#### [Required actions]
(1) Name each distinct username that posts in the seal point vs. chocolate point thread.
(2) Carry on the seal point vs. chocolate point thread, starting right after the last line shown.

#### [Selected excerpt]
============================================================

# Seal Point vs. Chocolate Point



## teasha (Aug 15, 2010)

Correct me if I am wrong please.

Seal point is a pointed cat with dark brown points and a CREAM body.

Chocolate point is a pointed cat with dark brown points with a DARK body.

?????


----------



## Susan (Mar 29, 2010)

You're right about the seal point: cream body and dark brown points. But, the chocolate point is lighter...an ivory colored body and milk chocolate points.


----------



## Quartermutt (Jun 23, 2010)

Siamese Cats Colors


----------



## teasha (Aug 15, 2010)

Oh got it, thank you!


----------



## saitenyo (Nov 28, 2010)

To add on to the above, sometimes seal points do have darkish bodies, although their points will still be the darkest color on their body.

And for the life of me I still can't figure out what Athena is. She is a mystery siamese!


----------



## suwanee (Jan 22, 2011)

saitenyo said:


> To add on to the above, sometimes seal points do have darkish bodies, although their points will still be the darkest color on their body.

============================================================

#### [Excerpts of pointing data]
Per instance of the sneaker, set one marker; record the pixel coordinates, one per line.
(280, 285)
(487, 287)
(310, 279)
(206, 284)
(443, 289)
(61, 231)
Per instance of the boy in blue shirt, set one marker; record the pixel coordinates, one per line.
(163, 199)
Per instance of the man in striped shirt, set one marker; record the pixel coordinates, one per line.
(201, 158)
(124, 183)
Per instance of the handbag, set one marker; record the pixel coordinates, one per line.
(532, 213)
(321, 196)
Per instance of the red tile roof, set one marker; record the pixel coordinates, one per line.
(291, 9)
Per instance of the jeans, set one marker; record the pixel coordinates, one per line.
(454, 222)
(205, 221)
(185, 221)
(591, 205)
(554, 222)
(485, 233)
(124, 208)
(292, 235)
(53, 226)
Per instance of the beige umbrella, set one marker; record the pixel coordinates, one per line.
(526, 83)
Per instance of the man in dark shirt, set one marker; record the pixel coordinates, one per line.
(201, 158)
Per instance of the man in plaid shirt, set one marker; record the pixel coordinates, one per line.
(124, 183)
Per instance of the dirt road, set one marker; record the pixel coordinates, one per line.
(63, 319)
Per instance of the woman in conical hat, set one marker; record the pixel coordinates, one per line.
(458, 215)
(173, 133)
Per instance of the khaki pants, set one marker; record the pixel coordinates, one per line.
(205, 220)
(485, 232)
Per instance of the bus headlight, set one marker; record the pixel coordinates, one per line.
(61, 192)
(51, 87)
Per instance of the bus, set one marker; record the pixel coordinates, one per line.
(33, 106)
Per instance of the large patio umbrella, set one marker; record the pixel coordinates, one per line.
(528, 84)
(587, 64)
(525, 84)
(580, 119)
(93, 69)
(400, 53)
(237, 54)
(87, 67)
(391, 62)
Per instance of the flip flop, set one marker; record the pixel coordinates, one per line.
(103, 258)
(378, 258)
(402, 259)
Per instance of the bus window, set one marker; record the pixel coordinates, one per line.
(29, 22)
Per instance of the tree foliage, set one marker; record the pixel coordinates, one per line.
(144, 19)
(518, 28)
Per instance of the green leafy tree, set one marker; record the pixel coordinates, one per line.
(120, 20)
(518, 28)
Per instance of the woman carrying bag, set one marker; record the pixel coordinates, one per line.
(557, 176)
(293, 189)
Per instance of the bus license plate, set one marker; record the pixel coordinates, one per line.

============================================================

#### [Answers for the tasks]
(1) teasha, Susan, Quartermutt, saitenyo, suwanee

(2)
> 
> And for the life of me I still can't figure out what Athena is. She is a mystery siamese!


 
Athena looks to be a tabby/Siamese mix to me....the non-expert-but-siamese-lover....


----------



## Susan (Mar 29, 2010)

It can be tough to distinguish between a seal point and a chocolate point based solely on their body and point coloring. Often the easier way is the paw pads...black or dark brown for the seal point, and cinnamon/spice/pinkish for the chocolate point.


----------



## saitenyo (Nov 28, 2010)

suwanee said:


> Athena looks to be a tabby/Siamese mix to me....the non-expert-but-siamese-lover....


Yeah both my cats are siamese mixes of some kind, I just meant I don't know what her coloring would be classified as in siamese terms. Apollo is a seal lynx-point and Athena is a torbie (or tortie-lynx) point. Her red patches seem to be cream, as they're very faint, but I can't figure out what her darker patches are, as some are dark and some are super faint.


----------



## saitenyo (Nov 28, 2010)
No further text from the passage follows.